**Work task 1**: List the three roles the breakup passage gives for Vironika Tugaleva.
**Work task 2**: In the breakup passage, what does Vironika Tugaleva say it is now time to do?
**Work task 3**: Reproduce the part of the breakup passage that opens with the words containing "You Might Feel" and closes with "as your partner.".

=== Exercise passage ===

You Might Feel Disconnected From Yourself
Even though it’s important to have your own identity within a relationship, the “us” you were with your now-ex still becomes part of who you are and how you see yourself; thus, when you break up, it might feel like you lost part of yourself as well as your partner.
“It's hard to sever an emotional connection to someone else, but it's doubly hard to be disconnected from yourself,” Vironika Tugaleva, life coach, relationship expert, and author, tells Bustle. “If you broke up with your ex because your values weren't aligned, then you had probably already broken up with yourself long ago — left yourself behind for the sake of the relationship. Now, it's time to find yourself again.”
Fantasies Of Getting Back Together Are Just That — A Fantasy
When you’re hurting after a breakup, you might fantasize about a hypothetical future where you and your ex get back together and live happily ever after. While that can happen, it’s rare, and you shouldn’t focus your mental energy on wishing for something that probably isn’t meant to be.

=== Supplied data ===

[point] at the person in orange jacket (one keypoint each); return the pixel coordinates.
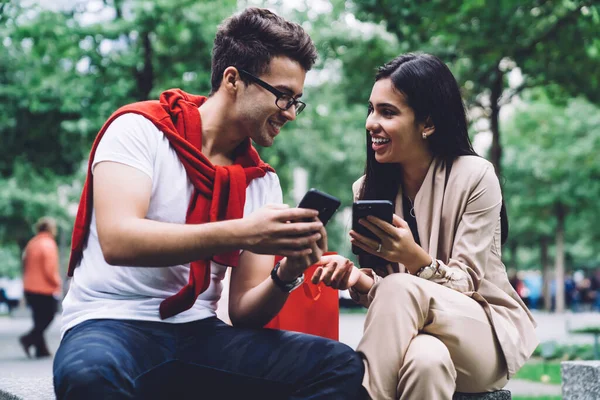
(41, 283)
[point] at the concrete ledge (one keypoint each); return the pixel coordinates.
(497, 395)
(580, 379)
(26, 389)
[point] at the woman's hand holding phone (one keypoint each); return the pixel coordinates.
(396, 239)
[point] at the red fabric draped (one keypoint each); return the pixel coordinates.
(219, 192)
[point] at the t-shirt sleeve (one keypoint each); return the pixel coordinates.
(130, 139)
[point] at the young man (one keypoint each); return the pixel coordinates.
(161, 218)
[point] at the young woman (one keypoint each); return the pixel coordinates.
(442, 316)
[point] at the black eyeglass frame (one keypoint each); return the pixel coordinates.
(299, 105)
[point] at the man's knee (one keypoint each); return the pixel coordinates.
(344, 361)
(87, 373)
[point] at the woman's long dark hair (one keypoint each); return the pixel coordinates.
(431, 92)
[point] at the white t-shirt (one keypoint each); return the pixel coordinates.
(99, 290)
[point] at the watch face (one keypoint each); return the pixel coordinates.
(296, 283)
(427, 273)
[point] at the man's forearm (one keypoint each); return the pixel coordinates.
(259, 305)
(143, 242)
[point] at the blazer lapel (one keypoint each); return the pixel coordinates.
(428, 207)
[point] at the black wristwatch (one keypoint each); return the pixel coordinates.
(286, 287)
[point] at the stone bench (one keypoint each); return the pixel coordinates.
(497, 395)
(580, 379)
(41, 389)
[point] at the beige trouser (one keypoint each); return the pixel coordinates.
(425, 341)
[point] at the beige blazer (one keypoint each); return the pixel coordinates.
(460, 227)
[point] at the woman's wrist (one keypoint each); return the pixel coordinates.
(364, 283)
(421, 259)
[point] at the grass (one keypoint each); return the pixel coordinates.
(533, 371)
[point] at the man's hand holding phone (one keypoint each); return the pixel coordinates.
(269, 231)
(325, 205)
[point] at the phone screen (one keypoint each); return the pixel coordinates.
(382, 209)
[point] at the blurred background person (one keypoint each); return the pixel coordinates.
(41, 284)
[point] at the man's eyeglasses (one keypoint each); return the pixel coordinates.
(284, 101)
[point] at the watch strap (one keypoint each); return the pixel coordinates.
(285, 286)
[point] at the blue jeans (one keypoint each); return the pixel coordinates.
(206, 359)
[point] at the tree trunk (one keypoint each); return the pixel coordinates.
(145, 77)
(496, 150)
(560, 258)
(546, 274)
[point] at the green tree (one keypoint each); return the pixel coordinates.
(553, 180)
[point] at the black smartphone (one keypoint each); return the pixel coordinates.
(382, 209)
(324, 203)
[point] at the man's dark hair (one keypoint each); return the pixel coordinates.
(250, 40)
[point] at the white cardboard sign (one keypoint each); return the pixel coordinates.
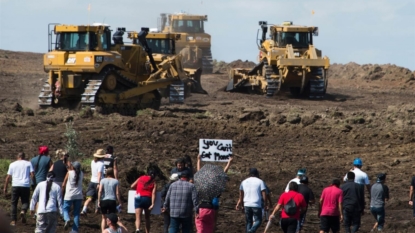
(215, 150)
(157, 206)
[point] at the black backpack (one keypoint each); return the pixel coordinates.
(291, 207)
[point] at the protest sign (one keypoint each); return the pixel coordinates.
(215, 150)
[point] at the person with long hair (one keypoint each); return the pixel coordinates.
(145, 198)
(72, 187)
(48, 195)
(108, 195)
(97, 173)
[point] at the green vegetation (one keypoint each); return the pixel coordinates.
(72, 145)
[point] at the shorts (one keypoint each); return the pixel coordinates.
(108, 206)
(142, 202)
(92, 191)
(330, 222)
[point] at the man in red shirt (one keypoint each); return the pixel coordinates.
(289, 221)
(330, 211)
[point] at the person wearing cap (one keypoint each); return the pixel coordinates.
(308, 195)
(379, 195)
(114, 224)
(110, 161)
(181, 200)
(251, 196)
(145, 196)
(108, 195)
(353, 203)
(289, 222)
(97, 173)
(180, 166)
(330, 209)
(48, 195)
(174, 177)
(301, 172)
(72, 187)
(41, 165)
(20, 172)
(360, 176)
(60, 167)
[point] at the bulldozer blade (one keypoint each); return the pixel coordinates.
(197, 84)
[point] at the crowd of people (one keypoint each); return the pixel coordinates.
(58, 191)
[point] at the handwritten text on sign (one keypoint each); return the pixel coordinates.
(215, 150)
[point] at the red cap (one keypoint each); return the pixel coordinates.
(43, 150)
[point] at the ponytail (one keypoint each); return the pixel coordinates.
(49, 180)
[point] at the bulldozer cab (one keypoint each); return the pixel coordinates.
(79, 38)
(297, 36)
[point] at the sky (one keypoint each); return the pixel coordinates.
(361, 31)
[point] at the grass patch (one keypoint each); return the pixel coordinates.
(204, 115)
(145, 112)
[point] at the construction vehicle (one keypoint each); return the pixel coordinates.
(287, 59)
(84, 66)
(194, 43)
(163, 45)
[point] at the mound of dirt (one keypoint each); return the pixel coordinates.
(371, 72)
(223, 67)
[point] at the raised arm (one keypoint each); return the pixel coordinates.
(199, 158)
(228, 164)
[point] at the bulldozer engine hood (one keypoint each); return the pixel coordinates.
(85, 61)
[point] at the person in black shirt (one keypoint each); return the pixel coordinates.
(353, 203)
(110, 161)
(60, 167)
(308, 197)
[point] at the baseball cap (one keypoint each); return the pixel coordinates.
(112, 217)
(254, 172)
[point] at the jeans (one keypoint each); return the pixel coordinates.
(351, 218)
(254, 213)
(24, 194)
(186, 223)
(76, 212)
(166, 216)
(379, 214)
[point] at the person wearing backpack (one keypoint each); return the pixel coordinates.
(380, 194)
(292, 204)
(330, 210)
(353, 203)
(251, 196)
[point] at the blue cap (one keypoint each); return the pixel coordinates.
(357, 162)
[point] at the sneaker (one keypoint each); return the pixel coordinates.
(66, 226)
(23, 216)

===

**Worked solution 1**: life coach, relationship expert, author

**Worked solution 2**: Find yourself again.

**Worked solution 3**:
You Might Feel Disconnected From Yourself
Even though it’s important to have your own identity within a relationship, the “us” you were with your now-ex still becomes part of who you are and how you see yourself; thus, when you break up, it might feel like you lost part of yourself as well as your partner.